**Tujuan:**
(1) Sunting berita tentang kesejahteraan Papua: tulis kembali bagiannya mulai dari kata-kata "Sebagai ASN yang" hingga setelah "untuk memperkaya diri.", dan ganti "rakyat" dengan "masyarakat".
(2) Sebutkan semua nama tempat (kota, kabupaten, provinsi, atau negara) yang muncul dalam berita tentang kesejahteraan Papua.
(3) Lanjutkan berita tentang kesejahteraan Papua mulai setelah kalimat terakhirnya.

**Kutipan Sumber:**
Timika (ANTARA) - Tokoh masyarakat Kabupaten Mimika, Athanasius Allo Rafra, meminta pemerintah pusat ke depan lebih serius membangun kesejahteraan rakyat Papua, terutama setelah adanya penambahan sejumlah provinsi baru di wilayah ujung timur Indonesia itu.
"Sebagai anak yang lahir di Papua dari orang tua saya yang sudah berpuluh-puluh tahun datang mengabdi di Papua, saya melihat bahwa tingkat kesejahteraan masyarakat asli Papua sampai dengan saat ini masih memprihatinkan dan ini membutuhkan perhatian serius dari Pemerintah Pusat," kata dia, di Timika, Papua, Kamis.
Mantan penjabat bupati Mappi dan Mimika pada era 2006 hingga 2008 itu menyebut keputusan pemerintah pusat bersama DPR untuk membentuk sejumlah provinsi baru di Papua sudah dipikirkan dan dipertimbangkan secara matang, jauh-jauh hari sebelumnya, untuk tujuan mempercepat pembangunan masyarakat setempat, terutama Orang Asli Papua (OAP).
Baca juga: Ketua DPR: Tiga provinsi baru di Papua untuk pemerataan pembangunan
"Setelah adanya UU Nomor 21/2001 tentang Otonomi Khusus bagi Provinsi Papua ternyata sampai sekarang kemajuan yang diharapkan itu tidak bisa terwujud sehingga belajar dari semua itu maka diusulkan untuk dibentuk sejumlah daerah otonomi baru. Saya berharap ini tidak sekedar hanya membagi wilayah dan ajang bagi-bagi kekuasaan, tapi harus ada kebijakan-kebijakan yang berubah," ujar dia.
Sebagai contoh, katanya, pemerintah perlu membuat terobosan kebijakan berkaitan dengan hak-hak dasar masyarakat adat mengelola hasil hutan mereka, demikian pun di bidang perikanan, pertanian dan lainnya.
Baca juga: Pembangunan infrastruktur TIK di Papua tetap berjalan
"Kebijakan-kebijakan yang dibuat harus lebih berpihak kepada rakyat, jangan hanya menguntungkan pengusaha. Kalau masyarakat buka hutan untuk tebang dan jual kayu lantas diproses hukum, tapi kalau pengusaha kuasai lahan sampai berpuluh-puluh dan beratus-ratus hektare tidak diapa-apakan. Praktik semacam itu harus distop," katanya.
Sebagai ASN yang berpuluh-puluh tahun mengabdi di Papua, dia juga mengingatkan para ASN yang bekerja di wilayah itu agar sungguh-sungguh bekerja dan mengabdi untuk melayani rakyat, bukan malah mencari kesempatan untuk memperkaya diri.

**Daftar:**
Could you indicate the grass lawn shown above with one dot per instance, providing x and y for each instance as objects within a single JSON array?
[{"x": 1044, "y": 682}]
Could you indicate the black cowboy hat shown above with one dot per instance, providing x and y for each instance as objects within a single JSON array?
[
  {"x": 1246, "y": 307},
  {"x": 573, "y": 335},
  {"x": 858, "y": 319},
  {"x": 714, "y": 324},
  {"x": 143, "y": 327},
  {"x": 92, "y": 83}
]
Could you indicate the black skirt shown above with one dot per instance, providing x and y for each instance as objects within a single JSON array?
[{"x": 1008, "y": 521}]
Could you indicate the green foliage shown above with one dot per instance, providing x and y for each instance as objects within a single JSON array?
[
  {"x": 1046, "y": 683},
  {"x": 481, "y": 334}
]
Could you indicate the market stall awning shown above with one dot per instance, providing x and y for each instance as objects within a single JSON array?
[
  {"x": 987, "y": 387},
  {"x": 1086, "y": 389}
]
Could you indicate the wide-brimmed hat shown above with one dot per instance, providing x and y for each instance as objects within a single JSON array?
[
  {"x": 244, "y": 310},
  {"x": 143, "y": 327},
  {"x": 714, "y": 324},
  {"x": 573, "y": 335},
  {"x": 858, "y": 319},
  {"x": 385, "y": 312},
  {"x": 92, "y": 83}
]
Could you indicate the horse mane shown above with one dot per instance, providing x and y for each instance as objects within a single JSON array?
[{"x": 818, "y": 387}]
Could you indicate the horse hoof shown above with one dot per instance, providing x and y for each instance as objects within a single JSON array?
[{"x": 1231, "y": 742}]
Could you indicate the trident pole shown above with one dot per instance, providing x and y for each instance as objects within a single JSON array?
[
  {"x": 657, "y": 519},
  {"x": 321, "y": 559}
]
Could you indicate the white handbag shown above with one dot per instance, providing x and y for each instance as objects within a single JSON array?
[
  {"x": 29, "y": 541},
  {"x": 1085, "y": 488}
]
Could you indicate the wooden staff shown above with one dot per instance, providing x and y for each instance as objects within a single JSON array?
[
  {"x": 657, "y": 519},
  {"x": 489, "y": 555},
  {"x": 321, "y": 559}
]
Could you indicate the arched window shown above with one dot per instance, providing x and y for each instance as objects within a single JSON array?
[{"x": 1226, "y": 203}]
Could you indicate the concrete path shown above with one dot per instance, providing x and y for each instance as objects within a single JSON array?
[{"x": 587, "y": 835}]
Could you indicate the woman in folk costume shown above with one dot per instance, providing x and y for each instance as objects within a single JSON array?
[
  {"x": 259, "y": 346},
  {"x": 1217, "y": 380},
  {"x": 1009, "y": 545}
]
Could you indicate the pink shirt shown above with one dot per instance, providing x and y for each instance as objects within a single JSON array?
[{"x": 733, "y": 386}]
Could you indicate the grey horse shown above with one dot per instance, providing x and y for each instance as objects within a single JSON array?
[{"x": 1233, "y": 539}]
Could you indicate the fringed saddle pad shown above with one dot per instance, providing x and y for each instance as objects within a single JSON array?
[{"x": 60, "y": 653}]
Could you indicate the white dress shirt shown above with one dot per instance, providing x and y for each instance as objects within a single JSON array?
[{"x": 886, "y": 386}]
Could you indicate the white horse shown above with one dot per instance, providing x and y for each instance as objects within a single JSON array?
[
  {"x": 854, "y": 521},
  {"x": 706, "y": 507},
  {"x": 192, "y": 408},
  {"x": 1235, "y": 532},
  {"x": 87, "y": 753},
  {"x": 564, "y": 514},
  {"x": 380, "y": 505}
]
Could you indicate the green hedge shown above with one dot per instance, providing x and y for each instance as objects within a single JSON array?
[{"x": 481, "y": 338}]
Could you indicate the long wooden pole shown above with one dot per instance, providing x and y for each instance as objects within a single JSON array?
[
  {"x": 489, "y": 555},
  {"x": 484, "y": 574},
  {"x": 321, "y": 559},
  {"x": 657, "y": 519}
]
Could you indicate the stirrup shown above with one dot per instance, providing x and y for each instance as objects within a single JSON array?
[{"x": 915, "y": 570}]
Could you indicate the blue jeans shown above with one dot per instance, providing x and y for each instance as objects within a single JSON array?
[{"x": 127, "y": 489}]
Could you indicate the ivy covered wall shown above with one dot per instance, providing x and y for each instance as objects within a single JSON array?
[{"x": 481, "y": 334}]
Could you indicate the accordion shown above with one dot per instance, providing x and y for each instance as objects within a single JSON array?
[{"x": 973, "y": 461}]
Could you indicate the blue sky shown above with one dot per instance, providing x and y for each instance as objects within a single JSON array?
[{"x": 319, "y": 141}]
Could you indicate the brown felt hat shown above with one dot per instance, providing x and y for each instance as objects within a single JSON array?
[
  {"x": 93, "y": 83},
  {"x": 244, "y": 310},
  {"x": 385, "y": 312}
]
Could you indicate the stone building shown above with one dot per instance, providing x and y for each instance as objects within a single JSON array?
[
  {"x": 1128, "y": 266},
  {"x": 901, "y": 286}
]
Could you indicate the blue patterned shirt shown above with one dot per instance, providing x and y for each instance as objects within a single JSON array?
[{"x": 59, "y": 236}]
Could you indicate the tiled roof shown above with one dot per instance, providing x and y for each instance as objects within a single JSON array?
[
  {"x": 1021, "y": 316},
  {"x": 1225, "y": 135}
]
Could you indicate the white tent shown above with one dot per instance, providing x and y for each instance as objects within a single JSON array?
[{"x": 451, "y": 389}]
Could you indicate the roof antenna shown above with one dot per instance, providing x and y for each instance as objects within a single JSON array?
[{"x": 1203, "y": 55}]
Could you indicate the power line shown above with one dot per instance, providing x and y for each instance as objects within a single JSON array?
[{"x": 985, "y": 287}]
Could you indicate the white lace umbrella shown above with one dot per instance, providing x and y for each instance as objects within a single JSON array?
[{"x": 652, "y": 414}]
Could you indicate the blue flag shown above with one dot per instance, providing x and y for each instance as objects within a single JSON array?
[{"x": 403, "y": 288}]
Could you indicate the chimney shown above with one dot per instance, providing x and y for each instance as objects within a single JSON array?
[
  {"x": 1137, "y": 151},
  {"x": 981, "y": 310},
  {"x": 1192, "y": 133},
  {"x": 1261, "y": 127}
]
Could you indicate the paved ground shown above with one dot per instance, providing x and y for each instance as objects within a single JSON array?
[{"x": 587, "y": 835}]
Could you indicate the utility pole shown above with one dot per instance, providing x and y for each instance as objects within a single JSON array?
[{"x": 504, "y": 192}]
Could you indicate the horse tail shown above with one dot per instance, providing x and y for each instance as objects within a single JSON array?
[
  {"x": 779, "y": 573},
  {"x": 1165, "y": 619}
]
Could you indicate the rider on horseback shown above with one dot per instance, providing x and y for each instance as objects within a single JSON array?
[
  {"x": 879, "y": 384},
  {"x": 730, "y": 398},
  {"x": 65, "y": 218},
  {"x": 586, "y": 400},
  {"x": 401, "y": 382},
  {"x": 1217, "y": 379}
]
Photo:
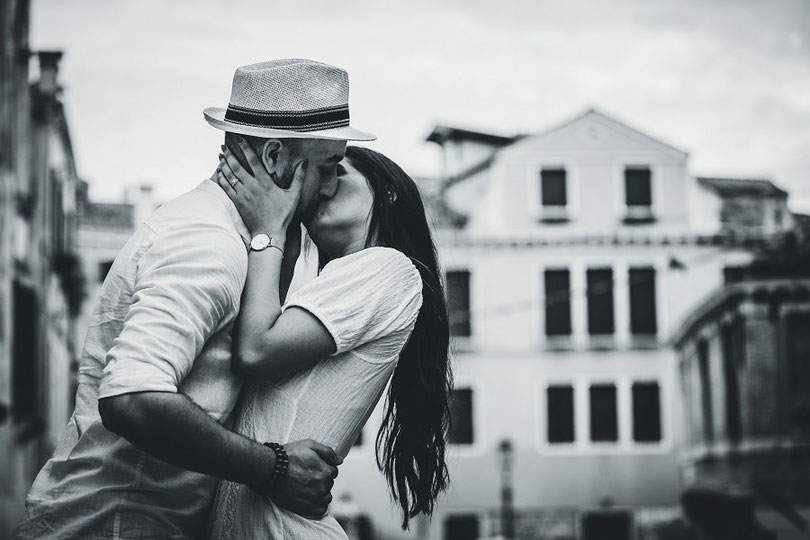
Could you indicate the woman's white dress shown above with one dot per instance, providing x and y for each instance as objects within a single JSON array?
[{"x": 368, "y": 301}]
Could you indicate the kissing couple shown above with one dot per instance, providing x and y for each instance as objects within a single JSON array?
[{"x": 210, "y": 403}]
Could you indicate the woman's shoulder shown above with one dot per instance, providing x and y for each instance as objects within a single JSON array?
[{"x": 376, "y": 260}]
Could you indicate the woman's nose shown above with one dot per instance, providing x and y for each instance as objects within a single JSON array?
[{"x": 329, "y": 187}]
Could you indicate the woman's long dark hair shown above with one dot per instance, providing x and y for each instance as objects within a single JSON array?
[{"x": 411, "y": 441}]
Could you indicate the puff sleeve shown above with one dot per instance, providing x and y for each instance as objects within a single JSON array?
[{"x": 373, "y": 295}]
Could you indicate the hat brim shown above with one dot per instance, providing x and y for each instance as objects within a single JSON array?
[{"x": 216, "y": 117}]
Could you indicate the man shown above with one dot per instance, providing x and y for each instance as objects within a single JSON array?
[{"x": 146, "y": 443}]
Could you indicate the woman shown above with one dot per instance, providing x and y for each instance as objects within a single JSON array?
[{"x": 376, "y": 312}]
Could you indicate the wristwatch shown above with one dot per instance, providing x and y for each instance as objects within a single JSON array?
[{"x": 262, "y": 241}]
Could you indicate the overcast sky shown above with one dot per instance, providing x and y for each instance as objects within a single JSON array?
[{"x": 727, "y": 81}]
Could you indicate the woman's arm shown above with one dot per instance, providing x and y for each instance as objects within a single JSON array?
[{"x": 268, "y": 344}]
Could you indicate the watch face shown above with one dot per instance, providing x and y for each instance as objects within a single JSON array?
[{"x": 259, "y": 242}]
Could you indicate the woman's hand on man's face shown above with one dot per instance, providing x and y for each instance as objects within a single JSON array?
[{"x": 264, "y": 207}]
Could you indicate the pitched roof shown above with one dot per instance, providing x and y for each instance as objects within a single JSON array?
[
  {"x": 442, "y": 134},
  {"x": 742, "y": 186}
]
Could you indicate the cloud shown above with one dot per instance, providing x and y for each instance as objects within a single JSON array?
[{"x": 725, "y": 80}]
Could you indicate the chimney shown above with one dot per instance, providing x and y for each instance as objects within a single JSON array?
[
  {"x": 48, "y": 71},
  {"x": 144, "y": 203}
]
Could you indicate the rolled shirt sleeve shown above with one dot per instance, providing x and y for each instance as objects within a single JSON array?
[{"x": 188, "y": 285}]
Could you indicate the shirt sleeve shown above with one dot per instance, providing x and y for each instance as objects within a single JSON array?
[
  {"x": 363, "y": 297},
  {"x": 187, "y": 282}
]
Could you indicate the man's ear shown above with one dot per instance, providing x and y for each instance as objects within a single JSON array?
[{"x": 271, "y": 152}]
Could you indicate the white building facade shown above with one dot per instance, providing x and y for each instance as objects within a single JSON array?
[{"x": 571, "y": 257}]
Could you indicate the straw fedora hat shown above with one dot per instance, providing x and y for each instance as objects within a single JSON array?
[{"x": 290, "y": 98}]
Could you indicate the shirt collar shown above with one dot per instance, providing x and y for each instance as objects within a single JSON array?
[{"x": 211, "y": 187}]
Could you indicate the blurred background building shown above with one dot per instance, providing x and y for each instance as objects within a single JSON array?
[
  {"x": 41, "y": 282},
  {"x": 573, "y": 258},
  {"x": 630, "y": 339}
]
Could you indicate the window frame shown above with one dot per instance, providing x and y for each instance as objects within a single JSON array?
[
  {"x": 656, "y": 187},
  {"x": 582, "y": 445},
  {"x": 633, "y": 385},
  {"x": 535, "y": 207},
  {"x": 478, "y": 445}
]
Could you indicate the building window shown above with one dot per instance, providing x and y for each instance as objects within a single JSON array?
[
  {"x": 461, "y": 527},
  {"x": 705, "y": 391},
  {"x": 461, "y": 416},
  {"x": 604, "y": 417},
  {"x": 560, "y": 414},
  {"x": 607, "y": 525},
  {"x": 730, "y": 348},
  {"x": 600, "y": 301},
  {"x": 642, "y": 302},
  {"x": 638, "y": 194},
  {"x": 103, "y": 270},
  {"x": 637, "y": 186},
  {"x": 646, "y": 412},
  {"x": 798, "y": 354},
  {"x": 558, "y": 302},
  {"x": 553, "y": 194},
  {"x": 25, "y": 404},
  {"x": 458, "y": 302}
]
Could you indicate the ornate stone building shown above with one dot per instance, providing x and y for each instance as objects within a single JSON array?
[{"x": 41, "y": 283}]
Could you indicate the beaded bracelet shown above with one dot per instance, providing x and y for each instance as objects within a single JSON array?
[{"x": 280, "y": 469}]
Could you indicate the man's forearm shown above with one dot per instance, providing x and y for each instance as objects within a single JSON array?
[{"x": 174, "y": 429}]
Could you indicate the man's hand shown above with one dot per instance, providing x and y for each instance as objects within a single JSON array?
[{"x": 306, "y": 488}]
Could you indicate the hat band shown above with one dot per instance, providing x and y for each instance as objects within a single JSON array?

**Jawaban per Tugas:**
(1)
Sebagai ASN yang berpuluh-puluh tahun mengabdi di Papua, dia juga mengingatkan para ASN yang bekerja di wilayah itu agar sungguh-sungguh bekerja dan mengabdi untuk melayani masyarakat, bukan malah mencari kesempatan untuk memperkaya diri.

(2) Timika, Mimika, Papua, Mappi, Indonesia

(3)
Baca juga: Kemarin, latihan pratugas di Papua hingga Maruli jadi Pangkostrad
Tidak itu saja, dia juga mengingatkan warga non Papua yang datang ke Papua untuk mengadu nasib untuk tidak serakah mau menguasai segala-galanya baik jabatan di pemerintahan, tanah atau lahan, proyek maupun hal-hal lain yang justru membuat peluang dan kesempatan OAP untuk bisa berkembang menjadi tertutup.
"Dalam hal penerimaan pegawai harus benar-benar memperhatikan hak warga asli Papua. Jangan sampai semua jabatan dan eselon di pemerintahan direbut oleh orang luar, lalu bagiannya orang asli dimana? Yang lebih ironis, orang baru datang satu dua hari di Papua, sudah bisa jadi pegawai, sementara yang bertahun-tahun mengabdi tidak pernah diperhatikan," ujar mantan Kepala Biro Tata Pemerintahan Setda Provinsi Papua itu.
Baca juga: Bappenas: RIPP Papua 2022-2041 didasarkan pada SDGs
Banyaknya praktik penyimpangan tata kelola pemerintahan di Papua yang hanya menguntungkan segelintir orang, terutama warga dari luar Papua, katanya, membuat banyak orang Papua menyatakan tidak puas dan memicu gejolak politik dimana-mana hingga mengorbankan banyak nyawa manusia tidak berdosa.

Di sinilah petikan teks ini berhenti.